## AIM
Copy out the entries in full and with complete accuracy; pictures are excluded.

## GIVEN DATA
"""
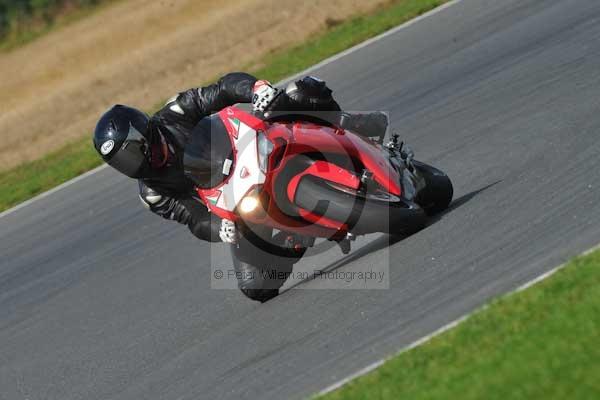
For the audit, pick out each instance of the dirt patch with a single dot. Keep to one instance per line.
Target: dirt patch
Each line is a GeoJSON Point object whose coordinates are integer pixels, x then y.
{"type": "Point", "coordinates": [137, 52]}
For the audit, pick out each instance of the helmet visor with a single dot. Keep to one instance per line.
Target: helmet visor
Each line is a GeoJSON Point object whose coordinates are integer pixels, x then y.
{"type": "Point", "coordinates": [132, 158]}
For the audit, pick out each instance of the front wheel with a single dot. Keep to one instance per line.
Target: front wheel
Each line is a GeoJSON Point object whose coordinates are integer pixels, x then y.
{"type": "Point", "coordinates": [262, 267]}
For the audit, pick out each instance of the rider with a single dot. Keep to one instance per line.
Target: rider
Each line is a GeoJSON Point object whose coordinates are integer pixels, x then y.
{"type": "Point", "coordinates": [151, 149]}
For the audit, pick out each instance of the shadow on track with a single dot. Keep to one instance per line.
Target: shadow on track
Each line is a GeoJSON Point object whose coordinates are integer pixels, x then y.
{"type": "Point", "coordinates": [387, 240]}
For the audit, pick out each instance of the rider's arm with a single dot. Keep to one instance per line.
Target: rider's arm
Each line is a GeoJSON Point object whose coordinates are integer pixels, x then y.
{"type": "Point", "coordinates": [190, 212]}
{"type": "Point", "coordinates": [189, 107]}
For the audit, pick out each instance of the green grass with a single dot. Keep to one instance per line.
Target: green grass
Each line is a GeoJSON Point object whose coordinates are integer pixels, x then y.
"""
## FINAL RESULT
For the audit, pick out each instance of the dirt patch with a single dot. Keep to one instance per line.
Target: dirt patch
Each line is a GeoJSON Point object whose coordinates are integer pixels, x then y.
{"type": "Point", "coordinates": [137, 52]}
For the audit, pick out each instance of the helmet visor with a single dot. Keep to one instance per line.
Target: helmet visor
Each line is a GeoJSON Point object whose coordinates are integer pixels, x then y.
{"type": "Point", "coordinates": [132, 158]}
For the audit, pick out each instance of the front wheel with a single dot. Keep to one instance per line.
Target: front wheel
Each line is a GeoJSON Point object whose coordinates are integer pixels, x then y.
{"type": "Point", "coordinates": [262, 267]}
For the audit, pick out each instance of the rider with a single dot. Keep to one instance per line.
Target: rider
Each line is a GeoJSON Point object whose coordinates are integer pixels, x then y.
{"type": "Point", "coordinates": [151, 149]}
For the audit, pick out each instance of the shadow on track with a single dot. Keep to one instance per line.
Target: shadow on track
Each line is a GeoJSON Point object whose coordinates are integer pixels, x then y.
{"type": "Point", "coordinates": [387, 240]}
For the audit, pick out each instance of the rider's arm with a single dot. Keep to one instance per line.
Target: rider's arm
Each line is a GeoJSON Point object whose coordinates are integer pixels, x then y.
{"type": "Point", "coordinates": [190, 212]}
{"type": "Point", "coordinates": [189, 107]}
For the audit, pick out each instance of the green grass with a single dot. Keep to one instance per line.
Target: green grass
Each line is a GeoJSON Point object whose coordinates are integer pixels, x then y.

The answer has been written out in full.